Here is a quick snap of basic stats from our data:

data described | Data Version Control

Project Setup: 

To start with, our project folder structure is as below. As we process the files in the later sections, each of these folders will have respective files in them.

+—data
| +—processed –> This will have 2 files train and test after split
| —raw –> This will have the raw data file
+—data_given –> The data from the source either from the local machine or external source
+—report –> A place holder for JSON files.
+—saved_models –> The model pickle file will be saved
—src –> Four python files: get data, load data, splitting data, and Model building

 

Configurations:

The configuration plays a key role in setting up a workflow and also to keep the code clean and improve readability. We will use the YAML file format to define our configurations in stages. To know more about configs, please read my previous blog Reproducible ML Reports Using YAML Configs

Create a file by name param.yaml and have the below configuration defined:

base:
  project: SAHeart-project
  random_state: 999
  target_col: chd
.........
split_data:
  train_path: data/processed/train_SAHeart.csv
  test_path: data/processed/test_SAHeart.csv
  test_size: 0.25
model_dir: saved_models

Please refer to the complete code on GitHub

Fetching Data & Pre-processing:

Let’s create a python file by the name get_data.py where we will load the data and carry out basic data processing. The processed data will be saved in the data_given folder which we had created in an earlier section

...........
def read_params(config_path):
    with open(config_path) as yaml_file:
        config = yaml.safe_load(yaml_file)
    return config
def get_data(config_path):
    config = read_params(config_path)
    data_path = config["data_source"]["s3_source"]
    df = pd.read_csv(data_path, sep=",", encoding='utf-8')
    df = pd.get_dummies(df, columns = ['famhist'], drop_first=True)
    df.drop("sbp",axis=1, inplace=True)
    return df
..........

Please refer to the complete code on GitHub

Loading Data:

We will create a python file load_data.py and load the data from our previous stage and save it in ./raw folder which we had created earlier

.......
def load_and_save(config_path):
    config = read_params(config_path)
    df = get_data(config_path)
    df = df.dropna()
    new_cols = [col.replace(" ", "_") for col in df.columns]
    raw_data_path = config["load_data"]["raw_dataset_csv"]
    df.to_csv(raw_data_path, sep=",", index=False, header=new_cols)
.......

Please refer to the complete code on GitHub

Splitting Data:

Our next stage would be to split the data into train and test which is an essential step before model building. There will be two files created train_SAHeart.csv and test_SAHeart.csv. These two files will be saved under data/processed folder

.............
    train, test = train_test_split(
        df, 
        test_size=split_ratio, 
        random_state=random_state
        )
    train.to_csv(train_data_path, sep=",", index=False, encoding="utf-8")

» SUPPLIED INFORMATION:

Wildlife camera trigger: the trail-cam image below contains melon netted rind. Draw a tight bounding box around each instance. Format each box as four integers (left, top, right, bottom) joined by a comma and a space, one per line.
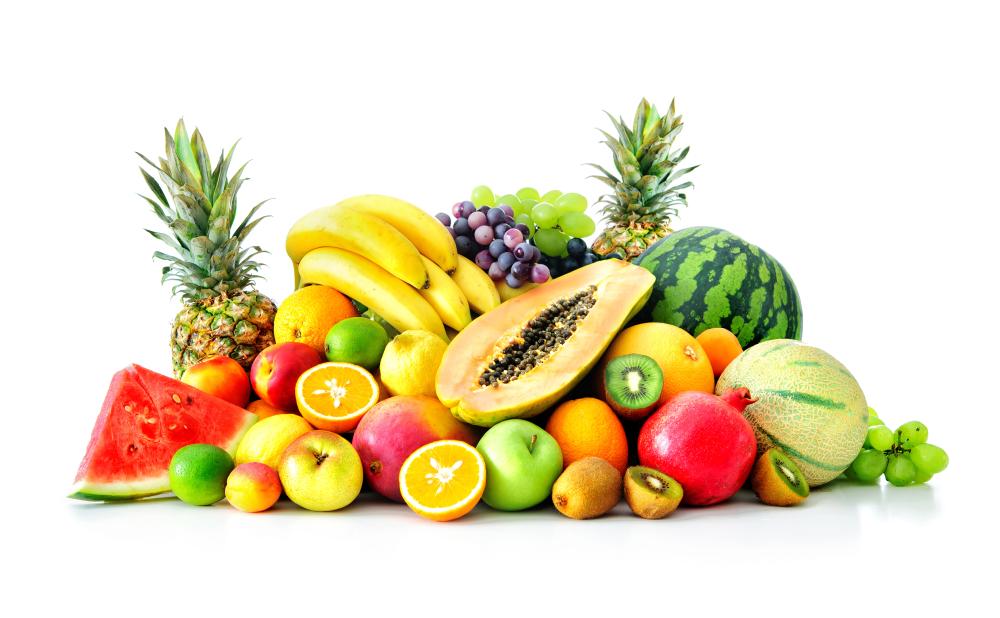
715, 339, 868, 487
635, 227, 802, 348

» SET TASK 1: According to the SAHeart project tutorial, which folder stores the model pickle file?
» SET TASK 2: Continue the SAHeart project tutorial from the point where it ends.

» RESULT 1: The saved_models folder.

» RESULT 2:
    test.to_csv(test_data_path, sep=",", index=False, encoding="utf-8")
.............

Please refer to the complete code on GitHub

Model Building:

This is the last of four stages – the model building where we will build a binary classification model using Logistic Regression. Lets create a python file by name train_and_evaluate.py with the below code. In the end, the model in the pickle format is saved under the/saved_models folder.

...........
def train_and_evaluate(config_path):
    config = read_params(config_path)
    test_data_path = config["split_data"]["test_path"]
    train_data_path = config["split_data"]["train_path"]
    random_state = config["base"]["random_state"]
    model_dir = config["model_dir"]
    target = [config["base"]["target_col"]]
    train = pd.read_csv(train_data_path, sep=",")
    test = pd.read_csv(test_data_path, sep=",")
    train_y = train[target]
    test_y = test[target]
    train_x = train.drop(target, axis=1)
    test_x = test.drop(target, axis=1)
    # Build logistic regression model
    model = LogisticRegression(solver='saga', random_state=0).fit(train_x, train_y)
    # Report training set score
    train_score = model.score(train_x, train_y) * 100
    print(train_score)
    # Report test set score
    test_score = model.score(test_x, test_y) * 100
    print(test_score)
.............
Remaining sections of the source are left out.